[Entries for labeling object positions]
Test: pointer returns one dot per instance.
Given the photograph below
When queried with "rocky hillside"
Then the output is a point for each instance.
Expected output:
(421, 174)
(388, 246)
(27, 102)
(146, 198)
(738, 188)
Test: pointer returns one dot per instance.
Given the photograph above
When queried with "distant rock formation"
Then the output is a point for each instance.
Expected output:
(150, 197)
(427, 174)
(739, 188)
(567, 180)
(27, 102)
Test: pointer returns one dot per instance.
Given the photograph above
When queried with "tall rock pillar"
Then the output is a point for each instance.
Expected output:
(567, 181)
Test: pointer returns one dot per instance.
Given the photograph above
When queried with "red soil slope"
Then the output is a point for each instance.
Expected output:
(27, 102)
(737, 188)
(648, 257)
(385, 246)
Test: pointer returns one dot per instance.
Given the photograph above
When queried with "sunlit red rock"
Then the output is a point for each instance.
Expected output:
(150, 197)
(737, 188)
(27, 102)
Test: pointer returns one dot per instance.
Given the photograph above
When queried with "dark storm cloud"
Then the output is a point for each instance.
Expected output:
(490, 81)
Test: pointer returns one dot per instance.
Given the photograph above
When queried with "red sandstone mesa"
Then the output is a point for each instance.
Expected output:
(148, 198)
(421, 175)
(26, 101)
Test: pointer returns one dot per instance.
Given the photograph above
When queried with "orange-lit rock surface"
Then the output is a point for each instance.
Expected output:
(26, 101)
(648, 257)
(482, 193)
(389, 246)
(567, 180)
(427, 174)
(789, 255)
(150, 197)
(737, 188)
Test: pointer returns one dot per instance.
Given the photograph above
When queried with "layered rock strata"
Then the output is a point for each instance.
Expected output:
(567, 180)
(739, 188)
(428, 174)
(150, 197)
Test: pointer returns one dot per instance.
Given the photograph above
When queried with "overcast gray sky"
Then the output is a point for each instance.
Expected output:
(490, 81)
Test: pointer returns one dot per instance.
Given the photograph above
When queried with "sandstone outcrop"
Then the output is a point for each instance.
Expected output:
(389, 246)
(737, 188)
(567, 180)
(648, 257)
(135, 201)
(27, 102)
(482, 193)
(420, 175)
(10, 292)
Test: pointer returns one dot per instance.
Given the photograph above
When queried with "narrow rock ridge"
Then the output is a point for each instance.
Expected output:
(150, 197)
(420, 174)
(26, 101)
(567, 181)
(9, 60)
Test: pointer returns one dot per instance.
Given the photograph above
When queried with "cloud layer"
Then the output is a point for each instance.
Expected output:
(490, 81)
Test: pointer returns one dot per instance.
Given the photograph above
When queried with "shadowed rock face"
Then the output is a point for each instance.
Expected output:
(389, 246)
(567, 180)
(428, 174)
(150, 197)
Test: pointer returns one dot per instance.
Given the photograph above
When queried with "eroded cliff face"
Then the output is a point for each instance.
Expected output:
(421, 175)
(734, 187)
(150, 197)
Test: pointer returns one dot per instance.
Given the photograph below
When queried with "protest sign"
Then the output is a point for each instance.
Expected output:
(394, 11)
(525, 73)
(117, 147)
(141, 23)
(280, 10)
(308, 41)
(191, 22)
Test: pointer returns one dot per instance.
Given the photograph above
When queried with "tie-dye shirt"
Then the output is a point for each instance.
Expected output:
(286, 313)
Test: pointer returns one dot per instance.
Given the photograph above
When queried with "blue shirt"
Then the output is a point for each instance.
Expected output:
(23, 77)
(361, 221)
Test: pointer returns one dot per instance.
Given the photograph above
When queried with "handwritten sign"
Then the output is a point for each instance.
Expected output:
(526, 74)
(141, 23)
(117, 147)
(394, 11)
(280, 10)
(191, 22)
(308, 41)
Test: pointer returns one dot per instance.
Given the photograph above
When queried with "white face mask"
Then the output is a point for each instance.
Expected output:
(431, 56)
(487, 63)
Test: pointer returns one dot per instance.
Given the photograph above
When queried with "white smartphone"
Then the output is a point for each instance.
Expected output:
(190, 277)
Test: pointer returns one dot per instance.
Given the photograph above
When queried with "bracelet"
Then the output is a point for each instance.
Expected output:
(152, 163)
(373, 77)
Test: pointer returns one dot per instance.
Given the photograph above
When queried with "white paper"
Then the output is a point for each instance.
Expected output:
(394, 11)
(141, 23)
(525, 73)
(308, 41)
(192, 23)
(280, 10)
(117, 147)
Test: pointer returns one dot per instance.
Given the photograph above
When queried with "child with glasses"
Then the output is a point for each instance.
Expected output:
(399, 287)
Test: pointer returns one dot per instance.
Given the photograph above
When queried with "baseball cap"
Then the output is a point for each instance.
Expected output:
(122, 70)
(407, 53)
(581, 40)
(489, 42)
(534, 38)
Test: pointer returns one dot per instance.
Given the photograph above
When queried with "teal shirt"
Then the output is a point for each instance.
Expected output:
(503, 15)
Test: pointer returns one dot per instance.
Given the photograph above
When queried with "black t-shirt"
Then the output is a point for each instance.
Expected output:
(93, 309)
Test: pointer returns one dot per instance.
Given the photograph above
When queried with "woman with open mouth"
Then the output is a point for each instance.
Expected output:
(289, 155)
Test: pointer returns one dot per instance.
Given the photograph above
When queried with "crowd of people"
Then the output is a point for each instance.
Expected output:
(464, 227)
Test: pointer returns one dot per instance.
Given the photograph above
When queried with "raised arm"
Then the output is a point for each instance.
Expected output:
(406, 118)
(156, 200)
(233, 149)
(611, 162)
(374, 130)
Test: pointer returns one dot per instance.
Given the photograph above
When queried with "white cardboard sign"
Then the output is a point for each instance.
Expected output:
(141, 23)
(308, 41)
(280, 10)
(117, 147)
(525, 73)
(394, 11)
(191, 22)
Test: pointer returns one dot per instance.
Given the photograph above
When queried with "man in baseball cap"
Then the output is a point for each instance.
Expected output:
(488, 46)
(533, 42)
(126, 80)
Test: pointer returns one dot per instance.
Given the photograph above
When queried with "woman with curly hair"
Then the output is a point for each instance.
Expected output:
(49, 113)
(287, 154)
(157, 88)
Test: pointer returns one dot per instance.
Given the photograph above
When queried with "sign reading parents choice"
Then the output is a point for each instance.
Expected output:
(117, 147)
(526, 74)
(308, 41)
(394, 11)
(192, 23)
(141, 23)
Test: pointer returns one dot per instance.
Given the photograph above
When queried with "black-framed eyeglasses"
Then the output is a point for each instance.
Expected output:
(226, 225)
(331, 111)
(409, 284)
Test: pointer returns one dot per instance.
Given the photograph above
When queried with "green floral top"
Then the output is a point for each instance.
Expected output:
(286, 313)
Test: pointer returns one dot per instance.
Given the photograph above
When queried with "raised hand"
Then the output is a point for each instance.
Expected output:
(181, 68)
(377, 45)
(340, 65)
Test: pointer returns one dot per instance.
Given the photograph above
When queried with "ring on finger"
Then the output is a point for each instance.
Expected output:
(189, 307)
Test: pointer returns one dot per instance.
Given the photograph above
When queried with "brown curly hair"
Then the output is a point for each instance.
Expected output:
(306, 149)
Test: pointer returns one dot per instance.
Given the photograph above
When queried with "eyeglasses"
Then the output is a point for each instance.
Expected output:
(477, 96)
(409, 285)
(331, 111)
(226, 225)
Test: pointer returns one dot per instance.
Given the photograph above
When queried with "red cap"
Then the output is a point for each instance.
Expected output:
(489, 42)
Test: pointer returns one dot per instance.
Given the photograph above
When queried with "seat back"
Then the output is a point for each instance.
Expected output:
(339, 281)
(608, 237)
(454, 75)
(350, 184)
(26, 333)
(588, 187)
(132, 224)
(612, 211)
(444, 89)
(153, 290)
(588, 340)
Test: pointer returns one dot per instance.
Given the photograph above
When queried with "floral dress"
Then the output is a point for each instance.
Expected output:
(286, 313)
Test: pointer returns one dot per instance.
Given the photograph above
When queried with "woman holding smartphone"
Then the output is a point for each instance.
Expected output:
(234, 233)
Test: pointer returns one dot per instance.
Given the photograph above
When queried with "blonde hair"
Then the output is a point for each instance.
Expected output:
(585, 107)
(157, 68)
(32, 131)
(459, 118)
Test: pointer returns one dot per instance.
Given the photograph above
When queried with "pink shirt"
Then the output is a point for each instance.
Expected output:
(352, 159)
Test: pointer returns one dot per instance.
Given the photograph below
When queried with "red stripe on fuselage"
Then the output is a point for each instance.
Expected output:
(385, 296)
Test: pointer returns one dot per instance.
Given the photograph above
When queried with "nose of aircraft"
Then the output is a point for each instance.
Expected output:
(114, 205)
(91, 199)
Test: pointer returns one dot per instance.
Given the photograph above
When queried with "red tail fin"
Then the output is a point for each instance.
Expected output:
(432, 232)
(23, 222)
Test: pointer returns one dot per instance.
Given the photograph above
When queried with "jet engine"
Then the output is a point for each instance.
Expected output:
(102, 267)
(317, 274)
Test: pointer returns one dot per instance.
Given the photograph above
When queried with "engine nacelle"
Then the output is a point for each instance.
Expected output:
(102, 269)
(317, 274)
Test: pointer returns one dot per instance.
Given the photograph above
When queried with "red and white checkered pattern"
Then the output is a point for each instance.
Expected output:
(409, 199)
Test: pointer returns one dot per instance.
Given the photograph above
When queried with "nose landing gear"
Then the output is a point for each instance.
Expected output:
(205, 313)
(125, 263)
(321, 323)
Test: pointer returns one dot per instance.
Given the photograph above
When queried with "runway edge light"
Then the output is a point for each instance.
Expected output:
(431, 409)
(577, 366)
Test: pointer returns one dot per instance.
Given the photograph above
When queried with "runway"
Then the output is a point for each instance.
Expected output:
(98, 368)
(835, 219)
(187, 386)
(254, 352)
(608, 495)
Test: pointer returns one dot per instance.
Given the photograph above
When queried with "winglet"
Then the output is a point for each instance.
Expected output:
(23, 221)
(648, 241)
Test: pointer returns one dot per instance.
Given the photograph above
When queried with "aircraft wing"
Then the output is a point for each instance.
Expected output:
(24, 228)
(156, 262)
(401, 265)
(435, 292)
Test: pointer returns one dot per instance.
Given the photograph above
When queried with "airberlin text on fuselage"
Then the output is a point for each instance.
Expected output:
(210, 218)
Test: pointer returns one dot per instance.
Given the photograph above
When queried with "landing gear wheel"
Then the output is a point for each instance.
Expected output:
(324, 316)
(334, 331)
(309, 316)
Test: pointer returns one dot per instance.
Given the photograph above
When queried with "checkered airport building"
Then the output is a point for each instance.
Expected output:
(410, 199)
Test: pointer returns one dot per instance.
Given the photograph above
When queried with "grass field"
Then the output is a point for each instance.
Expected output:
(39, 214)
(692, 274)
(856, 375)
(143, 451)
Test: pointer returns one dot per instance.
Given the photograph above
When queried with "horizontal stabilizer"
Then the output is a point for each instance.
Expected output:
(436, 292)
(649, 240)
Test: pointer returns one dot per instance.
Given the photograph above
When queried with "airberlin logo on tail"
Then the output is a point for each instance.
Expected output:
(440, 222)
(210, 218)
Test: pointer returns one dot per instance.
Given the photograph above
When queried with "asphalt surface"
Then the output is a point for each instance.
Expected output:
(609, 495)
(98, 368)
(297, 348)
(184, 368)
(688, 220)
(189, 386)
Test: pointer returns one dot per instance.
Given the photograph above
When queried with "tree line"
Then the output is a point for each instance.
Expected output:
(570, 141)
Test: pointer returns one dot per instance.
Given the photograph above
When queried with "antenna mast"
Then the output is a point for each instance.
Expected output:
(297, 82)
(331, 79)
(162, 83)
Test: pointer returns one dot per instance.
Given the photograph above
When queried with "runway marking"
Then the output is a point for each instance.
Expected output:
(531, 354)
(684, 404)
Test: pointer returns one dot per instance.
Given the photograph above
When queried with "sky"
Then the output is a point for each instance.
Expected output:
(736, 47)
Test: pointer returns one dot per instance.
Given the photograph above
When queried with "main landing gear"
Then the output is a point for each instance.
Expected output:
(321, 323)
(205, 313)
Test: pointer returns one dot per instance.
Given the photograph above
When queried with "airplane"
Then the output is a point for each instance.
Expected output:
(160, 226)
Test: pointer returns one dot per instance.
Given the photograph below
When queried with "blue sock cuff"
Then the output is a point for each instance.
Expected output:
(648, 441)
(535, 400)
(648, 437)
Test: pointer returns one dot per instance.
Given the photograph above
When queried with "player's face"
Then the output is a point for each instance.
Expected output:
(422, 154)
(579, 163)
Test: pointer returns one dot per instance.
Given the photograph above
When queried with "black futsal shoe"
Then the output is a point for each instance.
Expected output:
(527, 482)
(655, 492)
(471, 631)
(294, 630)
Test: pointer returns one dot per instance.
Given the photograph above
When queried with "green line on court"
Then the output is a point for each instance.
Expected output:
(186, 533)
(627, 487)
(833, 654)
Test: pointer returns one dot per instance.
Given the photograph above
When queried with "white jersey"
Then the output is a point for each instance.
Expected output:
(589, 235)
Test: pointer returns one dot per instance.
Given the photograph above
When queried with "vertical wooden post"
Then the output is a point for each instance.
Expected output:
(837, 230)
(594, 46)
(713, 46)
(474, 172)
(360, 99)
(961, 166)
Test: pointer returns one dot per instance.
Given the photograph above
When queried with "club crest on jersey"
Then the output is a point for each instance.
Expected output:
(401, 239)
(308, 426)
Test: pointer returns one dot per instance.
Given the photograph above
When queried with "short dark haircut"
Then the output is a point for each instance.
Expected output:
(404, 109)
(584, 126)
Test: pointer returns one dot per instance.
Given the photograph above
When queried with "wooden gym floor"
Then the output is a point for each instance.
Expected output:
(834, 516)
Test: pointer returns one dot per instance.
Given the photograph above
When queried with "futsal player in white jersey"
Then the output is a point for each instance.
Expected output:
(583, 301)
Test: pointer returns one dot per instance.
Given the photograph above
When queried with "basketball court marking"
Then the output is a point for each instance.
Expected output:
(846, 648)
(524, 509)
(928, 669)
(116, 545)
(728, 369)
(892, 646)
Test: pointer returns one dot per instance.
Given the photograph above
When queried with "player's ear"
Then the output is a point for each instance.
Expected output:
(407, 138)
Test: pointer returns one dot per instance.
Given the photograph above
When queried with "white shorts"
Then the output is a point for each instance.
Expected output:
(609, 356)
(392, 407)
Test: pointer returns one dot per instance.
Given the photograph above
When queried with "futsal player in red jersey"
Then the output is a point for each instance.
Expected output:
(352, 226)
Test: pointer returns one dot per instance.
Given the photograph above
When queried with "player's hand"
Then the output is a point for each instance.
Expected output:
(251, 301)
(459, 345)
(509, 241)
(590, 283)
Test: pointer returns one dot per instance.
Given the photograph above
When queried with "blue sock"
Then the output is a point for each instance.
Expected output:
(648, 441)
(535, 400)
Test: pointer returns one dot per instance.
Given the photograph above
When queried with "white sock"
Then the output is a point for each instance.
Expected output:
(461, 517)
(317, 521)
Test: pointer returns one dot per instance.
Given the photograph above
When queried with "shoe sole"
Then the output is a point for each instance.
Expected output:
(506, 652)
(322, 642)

=== EXERCISE AIM ===
Find each line in the data that contains the word "woman" and copy it out.

=== ANSWER FOR THIS EXERCISE ===
When queried with "woman with open mouth"
When queried with "woman with curly hair"
When queried with "woman holding smartphone"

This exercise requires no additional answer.